# Analysing The Rock ‘n’ Roll Madrid Marathon

April 18, 2015
By

[This article was first published on Ripples, and kindly contributed to R-bloggers]. (You can report issue about the content on this page here)
Want to share your content on R-bloggers? click here if you have a blog, or here if you don't.

Nobody’s going to win all the time. On the highway of life you can’t always be in the fast lane (Haruki Murakami, What I Talk About When I Talk About Running)

I started running two years ago and one if my dreams is to run a marathon someday. One month ago I run my first half marathon so this day is become closer butI am in no hurry to do it. Meanwhile, I prefer analysing the results of the last edition of the Rock ‘n’ Roll Madrid marathon which, by the way, will be hold again next weekend. This is the first time I do webscraping to download data from a website and it has been quite easy thanks to `rvest` package.

Once I go over this website form, I have times of every runner (more than 11.000) at 5, 10, 15, 20, 21.097, 25, 30, 35, 40, and 42.195 kilometers. This, togheter with the category of each runner is the base for my analysis. I remove categories with a small number of runners.

■ Supplied records ■

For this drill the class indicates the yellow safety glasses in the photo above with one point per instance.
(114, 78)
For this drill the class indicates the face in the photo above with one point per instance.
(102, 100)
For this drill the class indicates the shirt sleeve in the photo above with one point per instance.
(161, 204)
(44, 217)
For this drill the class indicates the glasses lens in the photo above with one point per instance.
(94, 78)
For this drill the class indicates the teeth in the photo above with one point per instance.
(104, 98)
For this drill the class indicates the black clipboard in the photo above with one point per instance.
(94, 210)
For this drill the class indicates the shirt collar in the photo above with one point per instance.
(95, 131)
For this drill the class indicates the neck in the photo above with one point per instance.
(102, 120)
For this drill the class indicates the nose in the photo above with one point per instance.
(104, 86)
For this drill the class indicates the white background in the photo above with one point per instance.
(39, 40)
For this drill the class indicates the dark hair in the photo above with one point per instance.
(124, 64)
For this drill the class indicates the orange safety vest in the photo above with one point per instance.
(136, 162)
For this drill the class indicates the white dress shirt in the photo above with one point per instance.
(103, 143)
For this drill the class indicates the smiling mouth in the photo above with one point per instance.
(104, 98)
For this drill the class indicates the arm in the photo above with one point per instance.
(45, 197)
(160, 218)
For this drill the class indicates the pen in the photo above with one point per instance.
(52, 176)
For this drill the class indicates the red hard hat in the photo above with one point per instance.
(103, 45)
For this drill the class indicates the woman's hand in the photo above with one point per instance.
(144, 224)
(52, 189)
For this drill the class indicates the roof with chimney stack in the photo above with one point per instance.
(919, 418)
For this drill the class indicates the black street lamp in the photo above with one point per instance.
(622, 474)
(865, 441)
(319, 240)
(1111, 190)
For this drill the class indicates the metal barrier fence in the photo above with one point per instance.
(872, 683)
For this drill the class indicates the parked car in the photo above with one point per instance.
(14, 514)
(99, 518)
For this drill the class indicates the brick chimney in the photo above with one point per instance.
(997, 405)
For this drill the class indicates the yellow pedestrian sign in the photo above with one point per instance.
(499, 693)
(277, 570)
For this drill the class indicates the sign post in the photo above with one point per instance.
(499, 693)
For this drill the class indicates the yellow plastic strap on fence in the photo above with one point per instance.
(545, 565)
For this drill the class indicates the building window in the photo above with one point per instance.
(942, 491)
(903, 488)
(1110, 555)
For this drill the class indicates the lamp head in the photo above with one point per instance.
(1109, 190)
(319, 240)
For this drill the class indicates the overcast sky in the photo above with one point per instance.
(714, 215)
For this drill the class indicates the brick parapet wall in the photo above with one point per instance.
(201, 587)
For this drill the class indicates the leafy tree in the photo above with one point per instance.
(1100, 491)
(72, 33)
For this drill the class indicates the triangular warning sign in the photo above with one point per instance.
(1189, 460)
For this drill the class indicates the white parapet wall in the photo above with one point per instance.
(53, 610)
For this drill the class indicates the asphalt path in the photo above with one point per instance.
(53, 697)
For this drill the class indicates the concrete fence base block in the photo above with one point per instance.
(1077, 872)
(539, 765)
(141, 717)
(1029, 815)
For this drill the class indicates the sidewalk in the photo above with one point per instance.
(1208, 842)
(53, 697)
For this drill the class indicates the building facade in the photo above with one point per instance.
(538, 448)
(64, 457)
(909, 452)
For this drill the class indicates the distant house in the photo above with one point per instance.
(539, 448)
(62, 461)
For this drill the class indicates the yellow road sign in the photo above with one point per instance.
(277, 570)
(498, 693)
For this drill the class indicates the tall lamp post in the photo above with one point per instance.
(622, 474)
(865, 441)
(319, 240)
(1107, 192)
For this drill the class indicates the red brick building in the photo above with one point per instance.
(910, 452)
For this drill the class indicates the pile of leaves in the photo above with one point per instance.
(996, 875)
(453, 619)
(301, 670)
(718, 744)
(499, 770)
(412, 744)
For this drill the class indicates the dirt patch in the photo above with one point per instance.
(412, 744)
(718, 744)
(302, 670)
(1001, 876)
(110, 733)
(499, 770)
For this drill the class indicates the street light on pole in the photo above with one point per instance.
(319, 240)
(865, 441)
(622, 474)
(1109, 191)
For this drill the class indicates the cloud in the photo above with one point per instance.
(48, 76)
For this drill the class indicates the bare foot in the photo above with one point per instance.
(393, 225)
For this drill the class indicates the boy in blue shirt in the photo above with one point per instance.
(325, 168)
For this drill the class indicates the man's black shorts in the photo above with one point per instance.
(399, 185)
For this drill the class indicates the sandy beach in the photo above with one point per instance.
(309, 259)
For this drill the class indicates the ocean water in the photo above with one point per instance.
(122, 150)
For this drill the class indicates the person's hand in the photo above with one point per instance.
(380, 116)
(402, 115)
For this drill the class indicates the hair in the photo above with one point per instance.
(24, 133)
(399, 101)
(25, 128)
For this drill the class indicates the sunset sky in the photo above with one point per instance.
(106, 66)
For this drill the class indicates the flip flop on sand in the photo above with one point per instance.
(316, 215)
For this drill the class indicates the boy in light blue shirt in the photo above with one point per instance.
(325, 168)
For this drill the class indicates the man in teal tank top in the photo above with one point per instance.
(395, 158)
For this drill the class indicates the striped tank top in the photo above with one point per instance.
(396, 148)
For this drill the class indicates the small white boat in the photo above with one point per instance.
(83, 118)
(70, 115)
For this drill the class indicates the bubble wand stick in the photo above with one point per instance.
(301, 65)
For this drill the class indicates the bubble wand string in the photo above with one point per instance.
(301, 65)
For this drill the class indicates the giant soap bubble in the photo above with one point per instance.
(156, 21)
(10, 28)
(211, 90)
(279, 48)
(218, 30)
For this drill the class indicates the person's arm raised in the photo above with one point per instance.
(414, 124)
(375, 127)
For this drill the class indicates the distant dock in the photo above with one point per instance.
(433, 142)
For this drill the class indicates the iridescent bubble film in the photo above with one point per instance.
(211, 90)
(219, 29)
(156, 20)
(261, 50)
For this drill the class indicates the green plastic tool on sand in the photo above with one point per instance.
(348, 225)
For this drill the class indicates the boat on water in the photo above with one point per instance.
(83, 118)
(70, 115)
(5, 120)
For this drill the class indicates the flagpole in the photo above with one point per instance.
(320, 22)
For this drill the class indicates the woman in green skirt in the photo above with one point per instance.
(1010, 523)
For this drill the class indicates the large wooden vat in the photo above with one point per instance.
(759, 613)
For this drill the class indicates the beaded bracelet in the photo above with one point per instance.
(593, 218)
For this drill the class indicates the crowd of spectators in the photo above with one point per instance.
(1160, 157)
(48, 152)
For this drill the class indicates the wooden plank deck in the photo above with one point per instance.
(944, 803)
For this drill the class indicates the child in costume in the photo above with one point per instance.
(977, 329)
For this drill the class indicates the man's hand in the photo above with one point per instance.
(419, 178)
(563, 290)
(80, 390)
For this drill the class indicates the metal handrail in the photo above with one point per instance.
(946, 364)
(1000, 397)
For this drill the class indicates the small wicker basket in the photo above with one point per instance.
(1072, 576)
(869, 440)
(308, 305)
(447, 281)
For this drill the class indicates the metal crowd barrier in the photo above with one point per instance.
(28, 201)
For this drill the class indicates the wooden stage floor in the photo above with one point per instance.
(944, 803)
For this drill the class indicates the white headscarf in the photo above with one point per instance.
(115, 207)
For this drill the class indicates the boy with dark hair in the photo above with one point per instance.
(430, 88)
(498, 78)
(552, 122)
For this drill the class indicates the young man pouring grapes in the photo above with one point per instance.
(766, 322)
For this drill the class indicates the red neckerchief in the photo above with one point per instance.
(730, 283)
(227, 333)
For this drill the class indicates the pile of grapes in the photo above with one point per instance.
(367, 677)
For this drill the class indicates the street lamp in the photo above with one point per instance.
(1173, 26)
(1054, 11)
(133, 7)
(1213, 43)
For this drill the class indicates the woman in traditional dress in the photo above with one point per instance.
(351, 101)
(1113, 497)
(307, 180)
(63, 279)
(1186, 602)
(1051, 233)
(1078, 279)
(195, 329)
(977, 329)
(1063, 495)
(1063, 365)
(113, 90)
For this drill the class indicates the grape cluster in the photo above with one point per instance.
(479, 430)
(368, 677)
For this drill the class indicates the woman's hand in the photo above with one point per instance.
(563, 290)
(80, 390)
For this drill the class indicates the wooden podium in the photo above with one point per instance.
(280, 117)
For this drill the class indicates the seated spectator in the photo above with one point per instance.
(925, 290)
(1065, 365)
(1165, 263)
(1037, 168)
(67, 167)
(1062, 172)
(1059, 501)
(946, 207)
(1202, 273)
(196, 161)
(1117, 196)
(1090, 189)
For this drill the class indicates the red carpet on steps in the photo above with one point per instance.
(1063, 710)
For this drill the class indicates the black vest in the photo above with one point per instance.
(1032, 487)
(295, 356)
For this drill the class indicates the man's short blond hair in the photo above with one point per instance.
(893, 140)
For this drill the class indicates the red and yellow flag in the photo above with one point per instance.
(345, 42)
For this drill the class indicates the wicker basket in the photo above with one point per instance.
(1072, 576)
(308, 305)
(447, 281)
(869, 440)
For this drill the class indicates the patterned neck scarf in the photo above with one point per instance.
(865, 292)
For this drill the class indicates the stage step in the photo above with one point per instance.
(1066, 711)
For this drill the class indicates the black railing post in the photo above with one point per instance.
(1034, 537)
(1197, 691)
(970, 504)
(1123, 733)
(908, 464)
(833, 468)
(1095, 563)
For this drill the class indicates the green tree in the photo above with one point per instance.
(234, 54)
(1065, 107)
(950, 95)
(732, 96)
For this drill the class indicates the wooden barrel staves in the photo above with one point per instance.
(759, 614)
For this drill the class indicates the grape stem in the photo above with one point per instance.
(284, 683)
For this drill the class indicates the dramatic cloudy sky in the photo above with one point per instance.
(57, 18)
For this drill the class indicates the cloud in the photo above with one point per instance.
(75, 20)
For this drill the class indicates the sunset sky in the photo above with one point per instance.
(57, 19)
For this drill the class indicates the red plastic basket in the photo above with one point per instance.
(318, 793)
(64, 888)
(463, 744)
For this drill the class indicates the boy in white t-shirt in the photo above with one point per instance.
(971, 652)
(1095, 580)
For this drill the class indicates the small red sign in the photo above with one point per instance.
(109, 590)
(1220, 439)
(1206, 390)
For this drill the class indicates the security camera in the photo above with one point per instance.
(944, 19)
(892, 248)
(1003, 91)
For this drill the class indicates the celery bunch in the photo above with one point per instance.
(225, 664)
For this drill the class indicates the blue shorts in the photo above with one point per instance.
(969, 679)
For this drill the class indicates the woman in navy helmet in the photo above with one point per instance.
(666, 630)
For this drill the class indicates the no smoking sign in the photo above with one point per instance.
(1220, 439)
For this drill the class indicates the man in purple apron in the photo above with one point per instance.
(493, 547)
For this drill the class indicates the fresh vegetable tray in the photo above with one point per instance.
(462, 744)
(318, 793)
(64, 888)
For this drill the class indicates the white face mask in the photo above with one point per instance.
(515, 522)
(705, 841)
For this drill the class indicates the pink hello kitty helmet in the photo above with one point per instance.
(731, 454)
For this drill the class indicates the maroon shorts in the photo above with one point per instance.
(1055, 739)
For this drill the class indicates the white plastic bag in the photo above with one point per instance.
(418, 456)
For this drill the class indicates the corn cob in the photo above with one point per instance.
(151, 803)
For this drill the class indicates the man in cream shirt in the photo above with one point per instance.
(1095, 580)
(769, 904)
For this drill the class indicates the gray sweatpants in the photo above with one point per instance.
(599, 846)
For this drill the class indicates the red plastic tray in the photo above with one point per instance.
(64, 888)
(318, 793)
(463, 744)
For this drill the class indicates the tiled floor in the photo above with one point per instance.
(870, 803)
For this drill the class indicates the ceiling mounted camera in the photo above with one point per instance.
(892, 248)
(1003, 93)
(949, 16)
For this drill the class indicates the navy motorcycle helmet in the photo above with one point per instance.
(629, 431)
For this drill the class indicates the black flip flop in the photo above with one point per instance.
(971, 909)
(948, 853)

■ The exercise ■
From the marathon article:
1. Where was it first published?
2. Which package made the webscraping easy?
3. Which categories does the author remove?
Answer using only the marathon article.

■ Exercise result ■
1. Ripples
2. rvest
3. Categories with a small number of runners